TASK GOAL: Show each line in the listing that contains the string "dark". Treat uppercase and lowercase as distinct.
*** THE RECORDS
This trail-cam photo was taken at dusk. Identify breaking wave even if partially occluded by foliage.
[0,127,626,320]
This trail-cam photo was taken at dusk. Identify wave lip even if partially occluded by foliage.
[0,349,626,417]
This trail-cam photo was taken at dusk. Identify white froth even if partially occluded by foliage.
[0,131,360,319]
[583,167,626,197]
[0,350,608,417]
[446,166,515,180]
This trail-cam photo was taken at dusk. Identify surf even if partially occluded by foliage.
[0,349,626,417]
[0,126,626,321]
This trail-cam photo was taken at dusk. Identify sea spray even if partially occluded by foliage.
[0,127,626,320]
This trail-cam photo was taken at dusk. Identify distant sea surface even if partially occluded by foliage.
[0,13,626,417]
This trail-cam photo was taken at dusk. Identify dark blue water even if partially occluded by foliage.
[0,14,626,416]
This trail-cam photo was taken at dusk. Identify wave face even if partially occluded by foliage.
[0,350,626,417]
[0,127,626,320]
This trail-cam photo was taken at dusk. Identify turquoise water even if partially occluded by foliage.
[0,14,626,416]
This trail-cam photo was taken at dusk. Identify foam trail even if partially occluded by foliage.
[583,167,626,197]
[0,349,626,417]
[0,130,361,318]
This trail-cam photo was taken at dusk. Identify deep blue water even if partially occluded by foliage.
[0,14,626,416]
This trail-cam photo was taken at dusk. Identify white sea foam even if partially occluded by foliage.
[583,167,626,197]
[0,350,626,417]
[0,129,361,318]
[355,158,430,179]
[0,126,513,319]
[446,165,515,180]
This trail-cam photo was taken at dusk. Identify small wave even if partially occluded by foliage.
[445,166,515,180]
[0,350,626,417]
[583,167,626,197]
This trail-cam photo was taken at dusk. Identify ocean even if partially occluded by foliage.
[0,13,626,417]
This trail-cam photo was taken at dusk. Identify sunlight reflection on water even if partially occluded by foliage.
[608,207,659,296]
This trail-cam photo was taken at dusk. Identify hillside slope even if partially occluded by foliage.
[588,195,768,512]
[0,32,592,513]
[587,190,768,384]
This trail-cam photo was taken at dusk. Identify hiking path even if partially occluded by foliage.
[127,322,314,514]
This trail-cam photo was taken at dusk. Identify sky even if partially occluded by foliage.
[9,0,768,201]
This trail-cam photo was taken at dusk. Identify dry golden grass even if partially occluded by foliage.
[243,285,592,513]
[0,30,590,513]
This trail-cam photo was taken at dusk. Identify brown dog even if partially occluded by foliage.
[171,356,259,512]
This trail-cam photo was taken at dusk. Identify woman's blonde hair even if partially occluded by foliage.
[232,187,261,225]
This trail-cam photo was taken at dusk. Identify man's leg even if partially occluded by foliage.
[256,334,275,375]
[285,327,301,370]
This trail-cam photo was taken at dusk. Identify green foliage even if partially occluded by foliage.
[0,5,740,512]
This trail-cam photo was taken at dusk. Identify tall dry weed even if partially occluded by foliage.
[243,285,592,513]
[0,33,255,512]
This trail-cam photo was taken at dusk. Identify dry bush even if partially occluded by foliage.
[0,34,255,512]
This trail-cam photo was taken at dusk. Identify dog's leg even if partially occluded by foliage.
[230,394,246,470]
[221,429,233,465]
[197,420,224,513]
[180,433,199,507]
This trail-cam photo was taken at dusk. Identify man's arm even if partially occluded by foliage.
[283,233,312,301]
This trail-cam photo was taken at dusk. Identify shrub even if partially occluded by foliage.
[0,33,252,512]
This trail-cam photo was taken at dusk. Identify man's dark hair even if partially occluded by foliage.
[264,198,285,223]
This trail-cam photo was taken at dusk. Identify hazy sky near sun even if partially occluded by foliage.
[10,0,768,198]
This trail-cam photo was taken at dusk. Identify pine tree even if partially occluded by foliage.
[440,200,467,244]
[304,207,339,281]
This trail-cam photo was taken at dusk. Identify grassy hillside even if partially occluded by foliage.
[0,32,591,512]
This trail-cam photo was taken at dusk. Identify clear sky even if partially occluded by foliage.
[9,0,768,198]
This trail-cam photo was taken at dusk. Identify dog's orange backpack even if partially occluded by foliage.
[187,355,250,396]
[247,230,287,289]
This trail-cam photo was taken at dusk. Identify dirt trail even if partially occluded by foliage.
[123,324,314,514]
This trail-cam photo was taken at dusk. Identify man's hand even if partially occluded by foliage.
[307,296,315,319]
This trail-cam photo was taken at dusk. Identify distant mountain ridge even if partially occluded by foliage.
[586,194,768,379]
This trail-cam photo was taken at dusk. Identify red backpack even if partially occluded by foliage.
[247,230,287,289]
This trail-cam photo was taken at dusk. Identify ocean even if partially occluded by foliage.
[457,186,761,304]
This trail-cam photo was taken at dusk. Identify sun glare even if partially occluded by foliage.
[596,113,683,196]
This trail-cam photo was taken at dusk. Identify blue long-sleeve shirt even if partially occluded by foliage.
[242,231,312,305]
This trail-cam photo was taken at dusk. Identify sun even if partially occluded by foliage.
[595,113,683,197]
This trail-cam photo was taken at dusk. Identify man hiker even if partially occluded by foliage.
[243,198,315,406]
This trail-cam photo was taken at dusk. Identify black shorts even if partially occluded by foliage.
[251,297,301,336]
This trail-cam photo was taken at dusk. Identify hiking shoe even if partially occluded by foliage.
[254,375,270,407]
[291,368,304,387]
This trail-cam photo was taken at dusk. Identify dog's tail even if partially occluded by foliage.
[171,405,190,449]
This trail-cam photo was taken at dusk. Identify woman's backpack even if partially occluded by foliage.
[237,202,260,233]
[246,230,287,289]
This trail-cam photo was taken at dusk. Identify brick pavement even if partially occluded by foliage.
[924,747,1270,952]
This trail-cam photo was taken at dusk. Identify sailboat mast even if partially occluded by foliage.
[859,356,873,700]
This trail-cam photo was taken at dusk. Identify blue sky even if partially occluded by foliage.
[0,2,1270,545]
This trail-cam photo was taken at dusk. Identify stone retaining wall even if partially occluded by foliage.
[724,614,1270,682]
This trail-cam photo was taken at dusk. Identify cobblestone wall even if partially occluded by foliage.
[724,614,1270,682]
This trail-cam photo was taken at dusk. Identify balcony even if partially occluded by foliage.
******
WRITTEN SOLUTION:
This trail-cam photo was taken at dusk. Identify dark blue water even if partially occluded by foliage.
This trail-cam photo was taken at dusk. Identify man's dark hair even if partially occluded by foliage.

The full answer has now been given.